GIVEN PASSAGE ::
The question states that the input array is of shape (128, 36, 8)
and we are interested in finding unique subarrays of length 8
in the last dimension.
So, I am assuming that the uniqueness is along the first two dimensions being merged together. Let us assume A
as the input 3D array.
Get the number of unique subarrays
# Reshape the 3D array to a 2D array merging the first two dimensions
Ar = A.reshape(-1,A.shape[2])
# Perform lex sort and get the sorted indices and xy pairs
sorted_idx = np.lexsort(Ar.T)
sorted_Ar = Ar[sorted_idx,:]
# Get the count of rows that have at least one TRUE value
# indicating presence of unique subarray there
unq_out = np.any(np.diff(sorted_Ar,axis=0),1).sum()+1
Sample run -
In [159]: A # A is (2,2,3)

DATA EXTRACT ::
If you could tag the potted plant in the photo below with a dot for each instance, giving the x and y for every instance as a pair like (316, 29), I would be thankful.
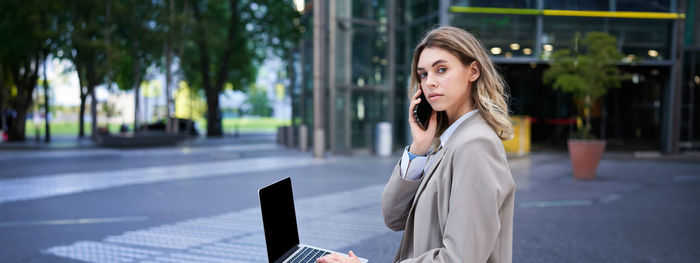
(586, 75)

TASKS FOR THIS EXERCISE ::
• 1. Extract the portion of the NumPy answer between "The question states" and "input 3D array.", inclusive.
• 2. According to the NumPy answer, what is the shape of the input array?
• 3. Continue the NumPy answer from its last line.
The data has nothing to do with the NumPy answer.

ANSWERS BELOW ::
• 1.
The question states that the input array is of shape (128, 36, 8)
and we are interested in finding unique subarrays of length 8
in the last dimension.
So, I am assuming that the uniqueness is along the first two dimensions being merged together. Let us assume A
as the input 3D array.

• 2. (128, 36, 8)

• 3.
Out[159]:
array([[[0, 0, 0],
[0, 0, 2]],
[[0, 0, 2],
[2, 0, 1]]])
In [160]: unq_out
Out[160]: 3
Get the count of occurrences of unique subarrays
# Reshape the 3D array to a 2D array merging the first two dimensions
Ar = A.reshape(-1,A.shape[2])
# Perform lex sort and get the sorted indices and xy pairs
sorted_idx = np.lexsort(Ar.T)
sorted_Ar = Ar[sorted_idx,:]
# Get IDs for each element based on their uniqueness
id = np.append([0],np.any(np.diff(sorted_Ar,axis=0),1).cumsum())
# Get counts for each ID as the final output
unq_count = np.bincount(id)
Sample run -
In [64]: A
Out[64]:
array([[[0, 0, 2],
[1, 1, 1]],
[[1, 1, 1],
[1, 2, 0]]])
In [65]: unq_count
Out[65]: array([1, 2, 1], dtype=int64)